[START Supplied records]

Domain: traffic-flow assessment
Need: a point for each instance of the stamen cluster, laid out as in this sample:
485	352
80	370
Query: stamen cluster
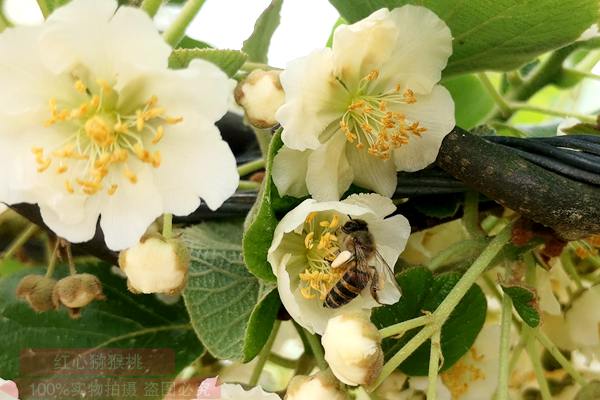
101	139
322	245
371	122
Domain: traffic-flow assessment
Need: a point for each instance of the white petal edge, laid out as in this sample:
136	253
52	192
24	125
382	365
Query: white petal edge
371	172
329	174
434	112
422	49
313	100
127	214
289	171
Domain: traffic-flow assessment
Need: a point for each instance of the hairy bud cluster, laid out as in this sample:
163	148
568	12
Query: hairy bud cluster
353	349
318	386
261	95
37	291
77	291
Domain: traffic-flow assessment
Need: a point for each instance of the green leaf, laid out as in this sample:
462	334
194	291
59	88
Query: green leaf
525	302
190	43
472	103
438	207
262	221
231	310
257	45
495	35
229	61
591	391
124	320
9	267
54	4
423	292
340	21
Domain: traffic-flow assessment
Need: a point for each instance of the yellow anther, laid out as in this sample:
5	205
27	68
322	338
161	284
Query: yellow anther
121	127
153	113
95	102
62	169
139	120
113	189
152	101
106	88
69	187
99	131
80	86
160	131
308	240
129	174
409	96
120	155
141	153
372	75
173	120
156	159
43	164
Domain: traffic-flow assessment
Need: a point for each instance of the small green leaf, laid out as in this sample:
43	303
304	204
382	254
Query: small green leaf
190	43
257	45
231	310
54	4
9	267
591	391
472	103
483	40
262	221
525	302
438	207
229	61
123	320
340	21
423	292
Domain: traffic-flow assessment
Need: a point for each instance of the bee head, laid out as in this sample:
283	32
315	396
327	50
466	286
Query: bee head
354	225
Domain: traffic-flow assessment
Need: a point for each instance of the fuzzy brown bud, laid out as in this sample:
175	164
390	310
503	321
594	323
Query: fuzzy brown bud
37	291
77	291
261	95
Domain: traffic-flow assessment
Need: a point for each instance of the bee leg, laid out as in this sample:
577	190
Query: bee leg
375	284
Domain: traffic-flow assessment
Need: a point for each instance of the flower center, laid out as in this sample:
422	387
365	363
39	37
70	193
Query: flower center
322	247
370	122
100	139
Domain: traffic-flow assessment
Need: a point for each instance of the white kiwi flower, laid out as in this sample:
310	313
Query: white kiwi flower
367	107
308	245
93	124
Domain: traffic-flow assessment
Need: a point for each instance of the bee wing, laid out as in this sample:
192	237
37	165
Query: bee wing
387	270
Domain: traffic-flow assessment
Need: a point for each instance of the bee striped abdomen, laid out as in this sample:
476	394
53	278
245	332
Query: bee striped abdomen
347	288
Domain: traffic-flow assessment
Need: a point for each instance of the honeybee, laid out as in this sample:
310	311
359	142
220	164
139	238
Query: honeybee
361	244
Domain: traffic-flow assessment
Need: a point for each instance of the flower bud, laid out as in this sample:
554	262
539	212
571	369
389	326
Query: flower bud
77	291
319	386
260	94
211	389
353	348
37	291
155	265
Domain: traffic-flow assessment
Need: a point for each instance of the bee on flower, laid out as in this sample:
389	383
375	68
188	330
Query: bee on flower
93	125
366	108
310	258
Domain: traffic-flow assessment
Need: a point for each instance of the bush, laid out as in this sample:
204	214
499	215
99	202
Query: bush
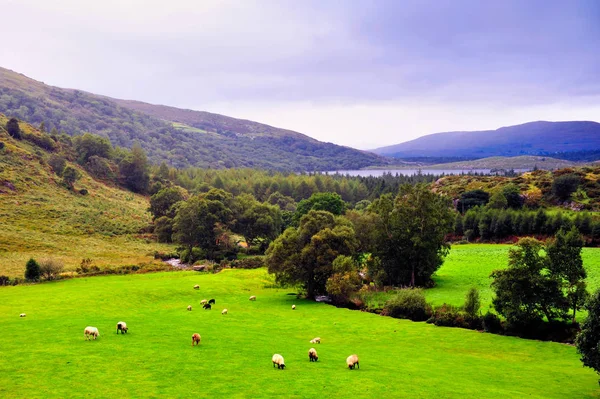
51	268
408	304
32	270
492	323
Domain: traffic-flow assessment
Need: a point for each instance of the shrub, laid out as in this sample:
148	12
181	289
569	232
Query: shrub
472	303
51	268
408	304
492	323
32	270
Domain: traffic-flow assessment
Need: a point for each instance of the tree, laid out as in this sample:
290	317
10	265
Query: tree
70	175
412	231
305	254
565	185
330	202
588	339
32	270
161	203
525	292
51	268
134	170
566	264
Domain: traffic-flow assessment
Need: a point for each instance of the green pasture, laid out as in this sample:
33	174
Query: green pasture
45	355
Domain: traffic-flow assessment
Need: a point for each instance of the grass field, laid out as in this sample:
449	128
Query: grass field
470	266
45	354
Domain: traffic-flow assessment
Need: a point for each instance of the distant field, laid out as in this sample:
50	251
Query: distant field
470	266
46	355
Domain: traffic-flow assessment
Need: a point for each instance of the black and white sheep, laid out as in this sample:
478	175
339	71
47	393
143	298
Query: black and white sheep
278	361
90	332
352	362
122	326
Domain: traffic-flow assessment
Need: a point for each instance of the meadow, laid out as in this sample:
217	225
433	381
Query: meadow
45	354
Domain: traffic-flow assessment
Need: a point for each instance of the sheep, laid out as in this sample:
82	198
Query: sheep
122	326
278	361
90	332
196	339
352	361
312	355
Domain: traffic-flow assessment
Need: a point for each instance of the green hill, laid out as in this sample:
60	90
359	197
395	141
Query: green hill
41	218
179	137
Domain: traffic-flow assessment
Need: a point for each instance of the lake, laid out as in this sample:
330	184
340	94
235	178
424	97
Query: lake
410	172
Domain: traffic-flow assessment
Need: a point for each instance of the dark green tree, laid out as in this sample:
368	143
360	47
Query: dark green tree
588	339
305	255
565	263
32	270
525	292
13	128
413	228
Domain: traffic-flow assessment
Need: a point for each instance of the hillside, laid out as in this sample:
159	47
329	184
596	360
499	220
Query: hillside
534	138
520	162
179	137
41	218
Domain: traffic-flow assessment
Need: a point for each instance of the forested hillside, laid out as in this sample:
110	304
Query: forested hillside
200	139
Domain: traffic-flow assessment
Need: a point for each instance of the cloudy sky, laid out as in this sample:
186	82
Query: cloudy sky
362	73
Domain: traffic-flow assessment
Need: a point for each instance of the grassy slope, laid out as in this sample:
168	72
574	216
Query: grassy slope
45	355
41	218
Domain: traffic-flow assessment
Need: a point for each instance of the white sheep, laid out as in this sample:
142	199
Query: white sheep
196	339
91	332
278	361
312	355
122	326
352	361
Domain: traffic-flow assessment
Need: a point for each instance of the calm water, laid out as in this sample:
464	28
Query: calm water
410	172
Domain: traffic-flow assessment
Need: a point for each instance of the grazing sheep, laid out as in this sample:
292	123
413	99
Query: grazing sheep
312	355
278	361
352	361
122	326
90	332
196	339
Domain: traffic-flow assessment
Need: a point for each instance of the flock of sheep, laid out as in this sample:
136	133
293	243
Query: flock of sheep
352	361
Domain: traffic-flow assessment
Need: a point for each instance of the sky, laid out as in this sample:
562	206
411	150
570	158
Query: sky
361	73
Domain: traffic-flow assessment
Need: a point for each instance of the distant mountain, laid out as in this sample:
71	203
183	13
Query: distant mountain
533	138
179	137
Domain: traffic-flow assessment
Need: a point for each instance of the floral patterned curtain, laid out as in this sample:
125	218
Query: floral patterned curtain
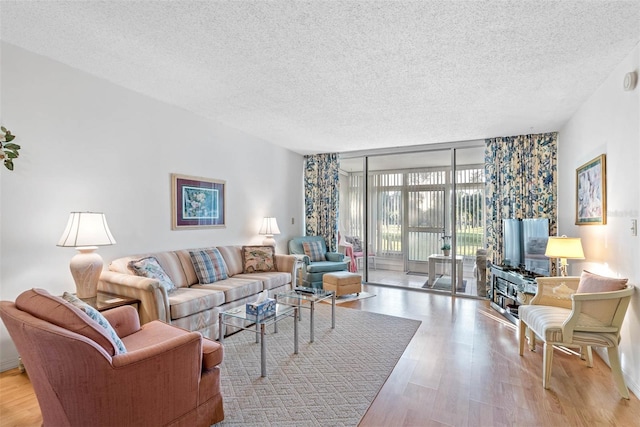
520	183
321	193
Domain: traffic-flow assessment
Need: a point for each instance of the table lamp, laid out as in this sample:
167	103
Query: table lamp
564	248
268	229
86	231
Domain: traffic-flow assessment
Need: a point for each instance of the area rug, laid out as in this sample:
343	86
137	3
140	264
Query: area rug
444	284
331	382
351	297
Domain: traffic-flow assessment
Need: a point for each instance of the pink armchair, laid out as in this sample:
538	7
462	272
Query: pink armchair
167	376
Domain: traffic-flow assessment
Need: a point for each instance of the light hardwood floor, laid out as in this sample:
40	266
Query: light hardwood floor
462	368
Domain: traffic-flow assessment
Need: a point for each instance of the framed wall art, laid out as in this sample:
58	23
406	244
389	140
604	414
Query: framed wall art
591	192
197	202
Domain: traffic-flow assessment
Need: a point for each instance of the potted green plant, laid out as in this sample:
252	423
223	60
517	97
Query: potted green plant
8	150
446	246
446	249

[END Supplied records]

## Task prompt
Repeat the data in full and exactly. Omit pictures.

## Response
Domain: traffic-flow assessment
Need: a point for each instance of the stamen cluster, laid out as in this sample:
485	352
80	370
Query: stamen cluster
101	139
322	245
371	122
Domain: traffic-flow assessment
Need: a point for each instance of the white petal edge, laid out as in this sample:
136	253
52	192
24	125
382	365
Query: white petal edge
371	172
329	174
434	112
422	49
313	100
127	214
289	171
Domain: traffic-flow assessment
Need: a point for each instance of the hairy bud cluster, laid out as in this sample:
163	148
568	12
Query: hairy bud cluster
353	349
318	386
261	95
37	291
77	291
Domain: traffic-flow assessment
Need: a point for each instance of the green leaf, laid out as in this sample:
462	334
194	291
59	88
Query: green leaf
525	302
190	43
472	103
438	207
262	221
231	310
257	45
495	35
229	61
591	391
124	320
9	267
54	4
423	292
340	21
Domain: traffic-flow assessment
Need: a point for each instance of the yellow anther, laid out as in this sample:
5	205
27	68
322	338
161	284
Query: yellow anther
121	127
153	113
95	102
62	169
139	120
113	189
152	101
106	88
69	187
99	131
80	86
160	131
308	240
129	174
409	96
120	155
141	153
372	75
173	120
156	159
43	164
Domain: traffic-flow assessment
Need: a point for each instance of the small green leaf, laid out as in this sample:
43	303
304	204
382	254
Query: small green leaf
190	43
257	45
231	310
54	4
9	267
591	391
472	103
483	40
262	221
525	302
438	207
229	61
123	320
340	21
423	292
Domain: traffic-flow assessment
Need: a point for each instance of the bee head, laid out as in this sample:
283	32
315	396
327	50
466	286
Query: bee head
354	225
Domain: traffic-flow assessment
Need: a point for each instance of the fuzzy brown bud, laid out as in this sample:
175	164
390	310
503	321
594	323
Query: fuzzy brown bud
37	291
77	291
261	95
Domain: traffic-flow assessment
Need: a point for each instance of the bee leg, laid out as in this sample:
577	190
Query: bee leg
375	284
Domain: traffic-flow assessment
Need: a point for each instance of the flower center, laid out as in this sample:
422	387
365	363
39	37
70	193
Query: flower center
322	247
370	122
100	139
Domain: traffic-flow assessment
Need: a point for each instance of the white kiwi flower, laid out as in this sample:
310	313
Query: white kiwi flower
367	107
308	245
93	124
Domain: traffic-flow assessment
Need: a point for each instance of the bee wing, laid out as in this sample:
192	237
37	165
Query: bee wing
387	270
Domain: traffic-flow assessment
Need: a point for each instance of the bee striped abdomen, laid out as in this sample:
476	394
53	278
245	332
Query: bee striped abdomen
347	288
Domain: traffic-flow assessment
Need: a point for each instance of the honeybee, laid out as in this sample:
310	311
359	142
220	164
139	238
Query: honeybee
361	244
Domain: traffic-flow assessment
Need: a point for each instance of the flower bud, laid out as in this sample:
554	262
539	212
571	369
389	326
Query: flower bud
77	291
319	386
260	94
211	389
353	348
37	291
155	265
Domain: traffic-flow assessment
Need: a point for each instance of the bee on flower, laid out as in this sample:
389	383
375	68
188	330
Query: bee on flower
93	125
366	108
310	258
Domain: traffic-flow assessment
Need: a point for each instance of the bush, laid out as in this sample:
204	214
499	215
99	202
Query: bush
51	268
408	304
32	270
492	323
Domain: traffic-flow assessment
Need: a point for each instance of the shrub, laid out as in this sample:
148	12
181	289
569	232
Query: shrub
472	303
51	268
408	304
492	323
32	270
Domain: traffic-flow assessment
Need: a point for each instance of the tree, laid out as in this sample:
290	317
10	265
Query: tree
70	175
412	231
305	254
565	185
330	202
588	339
32	270
161	203
525	292
51	268
134	170
566	264
Domain: traffic-flow assessment
Need: a point for each instance of the green pasture, laid out as in this sample:
33	174
Query: green pasture
45	355
Domain: traffic-flow assessment
Need: a point for each instance of the grass field, laid out as in this sample:
449	128
Query: grass field
470	266
45	354
Domain: traffic-flow assessment
Need: a point for each instance of the distant field, laid out as in this sample:
50	251
Query: distant field
470	266
46	355
Domain: traffic-flow assessment
Need: a point for each instance of the black and white sheep, laid out as in this sample:
478	175
339	71
47	393
143	298
Query: black and white sheep
278	361
90	332
352	362
122	326
Domain: traffic-flow assessment
Need: a point for each instance of the meadow, laid out as in this sample:
217	225
433	381
Query: meadow
45	354
Domain: traffic-flow assessment
Need: a point for each instance of the sheep, laid out as in this sample:
82	198
Query: sheep
122	326
278	361
90	332
196	339
352	361
312	355
Domain: traffic-flow assessment
Need: a point for each instance of the green hill, laid out as in this sample:
60	90
359	197
395	141
Query: green hill
41	218
179	137
Domain: traffic-flow assessment
Need: a point for each instance of the lake, laid out as in this sample:
330	184
340	94
235	178
424	97
Query: lake
410	172
Domain: traffic-flow assessment
Need: a point for each instance of the dark green tree, laid out as in this sample:
368	143
360	47
Query: dark green tree
588	339
305	255
565	263
32	270
525	292
13	128
413	228
Domain: traffic-flow assessment
Need: a point for each instance of the hillside, laid out as in this sample:
159	47
329	184
596	360
499	220
Query: hillside
534	138
520	162
179	137
41	218
Domain: traffic-flow assessment
Need: a point for each instance of the forested hillside, laid out as in this sample:
110	304
Query: forested hillside
200	139
Domain: traffic-flow assessment
Need: a point for each instance of the cloudy sky, laid out as in this sample:
186	82
Query: cloudy sky
362	73
Domain: traffic-flow assessment
Need: a point for each instance of the grassy slope, laid out as in this sample:
168	72
574	216
Query: grassy slope
45	355
41	218
Domain: traffic-flow assessment
Need: a point for each instance of the white sheep, laid out as in this sample:
142	199
Query: white sheep
196	339
91	332
278	361
312	355
122	326
352	361
Domain: traffic-flow assessment
Need: a point for each instance of the calm water, laid out as in this sample:
464	28
Query: calm water
410	172
Domain: traffic-flow assessment
Need: a point for each instance of the grazing sheep, laid out as in this sample:
292	123
413	99
Query: grazing sheep
312	355
278	361
352	361
122	326
90	332
196	339
Domain: traffic-flow assessment
Need: a point for each instance of the flock of sheep, laid out as in this sample:
136	133
293	243
Query: flock of sheep
352	361
Domain: traffic-flow assessment
Need: a point for each instance of the sky, laid out as in this sample:
562	206
411	150
570	158
Query: sky
361	73
Domain: traffic-flow assessment
Need: a point for each instance of the distant mountain, laid out as in this sample:
71	203
183	13
Query: distant mountain
533	138
179	137
Domain: traffic-flow assessment
Need: a point for each instance of the floral patterned curtain, laid out as in this sample:
125	218
Query: floral patterned curtain
520	183
321	193
Domain: traffic-flow assessment
Need: a point for each instance of the table lamp, laid out as in this sample:
167	103
Query: table lamp
564	248
268	229
86	231
Domain: traffic-flow assessment
Need: a point for each instance of the area rug, laid out as in this sample:
343	86
137	3
140	264
Query: area rug
444	284
331	382
351	297
Domain: traffic-flow assessment
Need: a point for each instance of the pink armchair, laid out as in this sample:
538	7
462	272
Query: pink armchair
167	376
Domain: traffic-flow assessment
Need: a point for each instance of the light hardwood floor, laid out as in this sample:
40	266
Query: light hardwood floor
462	368
Domain: traffic-flow assessment
Need: a point for each instance of the framed wall art, laid out as in this sample:
58	23
406	244
389	140
604	414
Query: framed wall art
591	192
197	202
Domain: traffic-flow assessment
Need: a point for each instance of the potted green plant, laid out as in this sample:
252	423
223	60
517	97
Query: potted green plant
8	150
446	246
446	249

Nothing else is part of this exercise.